**TEXTE DE LECTURE**.
★ ★ ★ ★
Encore des efforts à faire

Le Verger Bio de Véronique, situé à Rivesaltes – France, a envoyé directement à Joséphine le colis de grenades @DR

Cette entreprise de 200 salariés cherche encore à réduire ses émissions carbone. Elle œuvre pour que le dernier kilomètre soit assuré par ses partenaires (Colis Privé, DHL…) au maximum en électrique. Elle aimerait également un système de consigne pour les colis, comme cela se fait par exemple dans les AMAP (Agriculture pour le maintien de l’agriculture paysanne). Car, même si les caisses sont en carton, elles ne sont pas sans impact environnemental. « Mais pour l’instant, aucun de nos partenaires ne propose un système de retour », regrette Juliette Simonin. Joséphine souhaiterait de son côté des plages de livraison moins étendues, « car à chaque fois, il faut que je patiente deux heures chez moi ».
★ ★ ★ ★
(Entrées enregistrées)
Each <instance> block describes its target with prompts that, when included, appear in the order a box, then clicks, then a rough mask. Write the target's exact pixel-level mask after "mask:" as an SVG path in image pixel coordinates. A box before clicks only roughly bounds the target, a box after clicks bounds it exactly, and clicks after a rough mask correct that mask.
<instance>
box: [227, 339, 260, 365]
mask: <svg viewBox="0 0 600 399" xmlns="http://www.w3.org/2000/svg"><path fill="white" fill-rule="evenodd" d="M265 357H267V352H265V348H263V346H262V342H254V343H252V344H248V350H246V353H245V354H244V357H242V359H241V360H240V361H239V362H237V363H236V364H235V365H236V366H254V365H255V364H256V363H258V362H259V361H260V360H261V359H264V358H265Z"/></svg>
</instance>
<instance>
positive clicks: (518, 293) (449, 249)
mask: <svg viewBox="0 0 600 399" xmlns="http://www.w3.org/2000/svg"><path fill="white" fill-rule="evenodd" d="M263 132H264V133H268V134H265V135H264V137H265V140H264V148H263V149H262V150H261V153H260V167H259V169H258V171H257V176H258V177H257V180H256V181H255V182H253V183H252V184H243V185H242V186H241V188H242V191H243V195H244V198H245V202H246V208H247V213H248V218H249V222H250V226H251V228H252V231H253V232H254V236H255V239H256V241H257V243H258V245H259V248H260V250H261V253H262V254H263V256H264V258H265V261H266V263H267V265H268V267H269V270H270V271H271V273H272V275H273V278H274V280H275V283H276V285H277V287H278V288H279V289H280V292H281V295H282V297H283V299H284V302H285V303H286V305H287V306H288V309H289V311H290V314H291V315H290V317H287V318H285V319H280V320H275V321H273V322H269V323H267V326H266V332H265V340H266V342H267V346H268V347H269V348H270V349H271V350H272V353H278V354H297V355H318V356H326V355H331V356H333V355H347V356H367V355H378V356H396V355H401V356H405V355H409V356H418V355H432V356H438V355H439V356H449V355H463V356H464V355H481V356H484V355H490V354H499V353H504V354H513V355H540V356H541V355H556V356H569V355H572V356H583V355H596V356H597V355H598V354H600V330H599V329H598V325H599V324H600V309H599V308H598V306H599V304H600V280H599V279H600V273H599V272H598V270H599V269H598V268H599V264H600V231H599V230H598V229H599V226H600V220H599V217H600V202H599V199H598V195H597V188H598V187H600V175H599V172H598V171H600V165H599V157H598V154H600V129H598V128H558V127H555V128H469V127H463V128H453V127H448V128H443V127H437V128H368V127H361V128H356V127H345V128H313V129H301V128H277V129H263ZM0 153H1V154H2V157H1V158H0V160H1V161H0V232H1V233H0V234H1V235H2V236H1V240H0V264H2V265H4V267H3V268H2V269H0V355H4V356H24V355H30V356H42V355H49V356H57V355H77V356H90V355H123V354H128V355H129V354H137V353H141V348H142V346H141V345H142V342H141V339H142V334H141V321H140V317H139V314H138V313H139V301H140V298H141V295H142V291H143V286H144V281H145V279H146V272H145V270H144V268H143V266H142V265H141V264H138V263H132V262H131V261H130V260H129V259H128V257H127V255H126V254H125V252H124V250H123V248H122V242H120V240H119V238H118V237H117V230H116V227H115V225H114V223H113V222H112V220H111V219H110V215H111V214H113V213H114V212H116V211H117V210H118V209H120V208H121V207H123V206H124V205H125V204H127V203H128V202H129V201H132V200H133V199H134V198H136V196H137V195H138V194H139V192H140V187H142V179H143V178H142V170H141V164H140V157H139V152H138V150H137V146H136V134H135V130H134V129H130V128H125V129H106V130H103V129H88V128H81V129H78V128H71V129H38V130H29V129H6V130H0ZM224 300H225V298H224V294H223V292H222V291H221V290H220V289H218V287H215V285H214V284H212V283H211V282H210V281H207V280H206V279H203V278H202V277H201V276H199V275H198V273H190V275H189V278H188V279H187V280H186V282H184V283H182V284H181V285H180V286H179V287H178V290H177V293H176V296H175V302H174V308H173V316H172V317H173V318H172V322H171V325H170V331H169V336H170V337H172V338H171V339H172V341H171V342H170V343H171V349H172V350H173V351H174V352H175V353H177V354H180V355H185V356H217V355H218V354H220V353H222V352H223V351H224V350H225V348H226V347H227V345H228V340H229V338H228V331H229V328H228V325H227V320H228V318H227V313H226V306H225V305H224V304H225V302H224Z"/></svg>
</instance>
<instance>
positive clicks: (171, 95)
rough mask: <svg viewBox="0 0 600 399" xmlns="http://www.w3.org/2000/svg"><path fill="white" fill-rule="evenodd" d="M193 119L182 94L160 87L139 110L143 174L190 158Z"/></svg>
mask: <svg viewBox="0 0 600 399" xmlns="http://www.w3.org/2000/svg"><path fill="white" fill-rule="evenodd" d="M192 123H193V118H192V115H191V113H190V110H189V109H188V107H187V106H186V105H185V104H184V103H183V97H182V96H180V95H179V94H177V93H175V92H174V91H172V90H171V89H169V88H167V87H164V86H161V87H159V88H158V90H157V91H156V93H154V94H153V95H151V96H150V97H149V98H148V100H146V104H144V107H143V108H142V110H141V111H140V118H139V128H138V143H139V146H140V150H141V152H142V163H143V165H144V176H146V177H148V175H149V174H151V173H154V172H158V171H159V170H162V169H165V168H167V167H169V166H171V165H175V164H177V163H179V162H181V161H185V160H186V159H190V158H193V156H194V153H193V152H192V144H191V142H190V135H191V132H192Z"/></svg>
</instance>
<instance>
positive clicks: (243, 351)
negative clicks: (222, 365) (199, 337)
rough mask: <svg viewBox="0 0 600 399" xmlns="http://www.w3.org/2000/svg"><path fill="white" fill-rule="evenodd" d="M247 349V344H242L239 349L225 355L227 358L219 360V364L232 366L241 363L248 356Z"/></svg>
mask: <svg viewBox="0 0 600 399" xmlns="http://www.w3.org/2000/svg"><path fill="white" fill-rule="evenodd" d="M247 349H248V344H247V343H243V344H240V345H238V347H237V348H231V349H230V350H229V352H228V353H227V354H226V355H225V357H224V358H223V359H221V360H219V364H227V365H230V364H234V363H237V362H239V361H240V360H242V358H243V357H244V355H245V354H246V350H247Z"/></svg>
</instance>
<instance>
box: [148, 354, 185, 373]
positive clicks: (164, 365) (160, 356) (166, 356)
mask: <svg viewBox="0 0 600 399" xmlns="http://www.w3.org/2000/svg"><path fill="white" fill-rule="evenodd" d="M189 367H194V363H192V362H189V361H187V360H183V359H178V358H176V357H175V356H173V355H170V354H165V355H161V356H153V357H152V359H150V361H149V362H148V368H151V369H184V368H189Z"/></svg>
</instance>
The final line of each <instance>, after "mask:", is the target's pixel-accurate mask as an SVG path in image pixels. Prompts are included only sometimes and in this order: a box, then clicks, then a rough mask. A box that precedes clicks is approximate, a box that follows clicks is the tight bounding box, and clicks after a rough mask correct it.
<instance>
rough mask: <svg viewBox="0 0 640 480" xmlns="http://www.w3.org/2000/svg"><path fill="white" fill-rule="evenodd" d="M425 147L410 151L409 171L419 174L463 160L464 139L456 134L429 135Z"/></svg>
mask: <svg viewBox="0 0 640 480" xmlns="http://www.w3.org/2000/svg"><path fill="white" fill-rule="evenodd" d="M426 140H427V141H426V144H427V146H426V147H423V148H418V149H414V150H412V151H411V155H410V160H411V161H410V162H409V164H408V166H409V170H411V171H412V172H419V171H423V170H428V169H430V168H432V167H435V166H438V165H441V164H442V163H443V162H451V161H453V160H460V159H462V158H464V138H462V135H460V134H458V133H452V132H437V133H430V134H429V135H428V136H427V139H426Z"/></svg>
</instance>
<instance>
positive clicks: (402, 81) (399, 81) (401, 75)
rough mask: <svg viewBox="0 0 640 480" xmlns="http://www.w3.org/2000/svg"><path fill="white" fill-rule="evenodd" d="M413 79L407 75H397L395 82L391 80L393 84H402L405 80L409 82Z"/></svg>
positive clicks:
★ ★ ★ ★
**TRAVAIL DEMANDÉ**.
Répondez à ces questions d'après le texte de lecture :
(a) Combien de salariés compte l'entreprise ?
(b) Quel système l'entreprise aimerait-elle mettre en place pour les colis ?
(c) Combien de temps Joséphine doit-elle patienter chez elle à chaque livraison ?
Ce matériau est indépendant du texte de lecture.

**RÉSULTAT OBTENU**.
(a) 200 salariés.
(b) Un système de consigne pour les colis.
(c) Deux heures.